begin Data shown

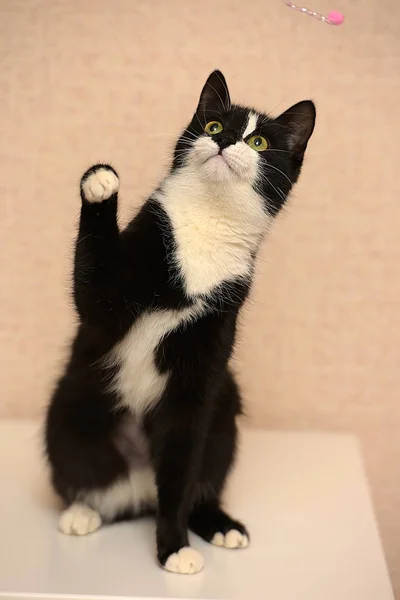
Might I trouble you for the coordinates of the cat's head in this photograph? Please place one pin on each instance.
(226, 142)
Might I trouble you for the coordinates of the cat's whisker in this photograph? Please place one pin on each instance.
(279, 171)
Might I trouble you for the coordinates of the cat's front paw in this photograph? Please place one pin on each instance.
(99, 183)
(186, 561)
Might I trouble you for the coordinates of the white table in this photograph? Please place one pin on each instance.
(304, 498)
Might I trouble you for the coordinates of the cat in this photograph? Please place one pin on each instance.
(143, 418)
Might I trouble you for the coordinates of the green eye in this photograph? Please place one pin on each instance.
(213, 127)
(258, 143)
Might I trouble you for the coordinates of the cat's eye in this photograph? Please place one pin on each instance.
(213, 127)
(258, 143)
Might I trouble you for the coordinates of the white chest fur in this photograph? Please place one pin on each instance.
(216, 229)
(138, 383)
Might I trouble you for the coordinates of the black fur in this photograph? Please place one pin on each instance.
(191, 431)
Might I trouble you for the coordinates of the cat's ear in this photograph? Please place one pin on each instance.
(299, 121)
(215, 94)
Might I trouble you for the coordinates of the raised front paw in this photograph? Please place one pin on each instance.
(99, 183)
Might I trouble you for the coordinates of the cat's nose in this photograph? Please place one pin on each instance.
(225, 140)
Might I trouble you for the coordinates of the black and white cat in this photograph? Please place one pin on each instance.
(143, 418)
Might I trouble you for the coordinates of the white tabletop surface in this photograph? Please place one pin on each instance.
(303, 496)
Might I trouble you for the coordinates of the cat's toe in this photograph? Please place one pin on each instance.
(231, 539)
(79, 519)
(99, 183)
(186, 561)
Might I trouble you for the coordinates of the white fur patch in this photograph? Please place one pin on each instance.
(79, 519)
(251, 124)
(232, 539)
(138, 382)
(217, 225)
(187, 561)
(127, 494)
(100, 185)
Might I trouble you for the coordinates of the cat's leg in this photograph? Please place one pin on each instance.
(207, 518)
(98, 264)
(215, 526)
(176, 446)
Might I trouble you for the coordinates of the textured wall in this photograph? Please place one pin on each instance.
(89, 80)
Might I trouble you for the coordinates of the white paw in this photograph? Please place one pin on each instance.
(100, 185)
(232, 539)
(186, 560)
(79, 519)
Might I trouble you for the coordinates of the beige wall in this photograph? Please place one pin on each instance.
(89, 80)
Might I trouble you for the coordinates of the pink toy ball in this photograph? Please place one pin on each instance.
(335, 17)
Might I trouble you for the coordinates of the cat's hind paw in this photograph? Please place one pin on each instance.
(99, 183)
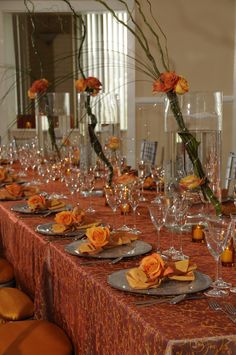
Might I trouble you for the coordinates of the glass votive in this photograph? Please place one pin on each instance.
(198, 235)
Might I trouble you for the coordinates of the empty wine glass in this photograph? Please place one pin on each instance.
(112, 200)
(123, 193)
(158, 213)
(233, 235)
(217, 235)
(157, 173)
(142, 175)
(134, 202)
(90, 184)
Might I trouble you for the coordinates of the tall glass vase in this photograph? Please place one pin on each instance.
(52, 113)
(202, 114)
(87, 154)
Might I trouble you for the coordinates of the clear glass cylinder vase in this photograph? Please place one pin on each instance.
(52, 113)
(202, 114)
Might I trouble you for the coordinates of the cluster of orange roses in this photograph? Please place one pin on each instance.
(153, 270)
(170, 81)
(91, 85)
(38, 87)
(113, 143)
(68, 220)
(190, 182)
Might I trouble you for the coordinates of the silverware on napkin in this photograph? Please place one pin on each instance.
(169, 299)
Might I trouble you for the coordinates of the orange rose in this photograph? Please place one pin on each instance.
(37, 202)
(154, 267)
(80, 85)
(65, 217)
(113, 143)
(78, 215)
(14, 190)
(93, 85)
(90, 84)
(38, 87)
(3, 174)
(181, 86)
(190, 182)
(125, 179)
(98, 236)
(58, 228)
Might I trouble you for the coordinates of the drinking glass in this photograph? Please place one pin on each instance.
(112, 200)
(134, 202)
(158, 213)
(90, 182)
(233, 235)
(217, 235)
(123, 193)
(142, 175)
(157, 173)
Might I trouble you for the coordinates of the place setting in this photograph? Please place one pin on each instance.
(40, 205)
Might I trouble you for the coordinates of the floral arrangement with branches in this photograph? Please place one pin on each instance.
(38, 91)
(165, 81)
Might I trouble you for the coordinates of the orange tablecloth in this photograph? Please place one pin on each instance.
(98, 318)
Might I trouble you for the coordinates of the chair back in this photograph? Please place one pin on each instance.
(148, 152)
(230, 170)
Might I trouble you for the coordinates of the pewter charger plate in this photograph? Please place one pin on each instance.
(24, 208)
(135, 248)
(168, 287)
(46, 229)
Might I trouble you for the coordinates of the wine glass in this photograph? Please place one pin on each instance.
(217, 235)
(233, 235)
(123, 193)
(90, 184)
(158, 213)
(181, 209)
(157, 173)
(112, 200)
(142, 175)
(134, 202)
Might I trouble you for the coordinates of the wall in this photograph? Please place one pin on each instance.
(201, 48)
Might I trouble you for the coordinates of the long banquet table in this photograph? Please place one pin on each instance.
(98, 318)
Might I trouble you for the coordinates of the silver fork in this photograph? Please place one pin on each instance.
(217, 307)
(230, 308)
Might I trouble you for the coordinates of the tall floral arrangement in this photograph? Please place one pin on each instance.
(91, 86)
(38, 91)
(165, 81)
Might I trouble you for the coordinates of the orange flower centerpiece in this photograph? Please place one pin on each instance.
(165, 80)
(68, 220)
(153, 270)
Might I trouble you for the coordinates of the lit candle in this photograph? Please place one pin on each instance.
(198, 233)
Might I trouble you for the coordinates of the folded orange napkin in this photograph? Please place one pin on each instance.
(152, 271)
(100, 238)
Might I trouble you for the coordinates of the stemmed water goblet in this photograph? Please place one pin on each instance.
(233, 236)
(89, 184)
(142, 175)
(123, 193)
(157, 173)
(112, 200)
(217, 235)
(158, 213)
(134, 202)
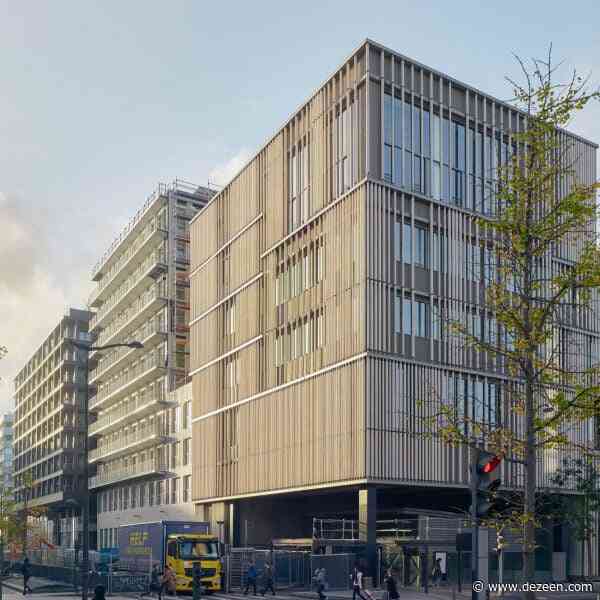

end Data shown

Exercise
Tally the lines in the rows above that contain the string "black". Case counts. Give only the number.

Finished answer
2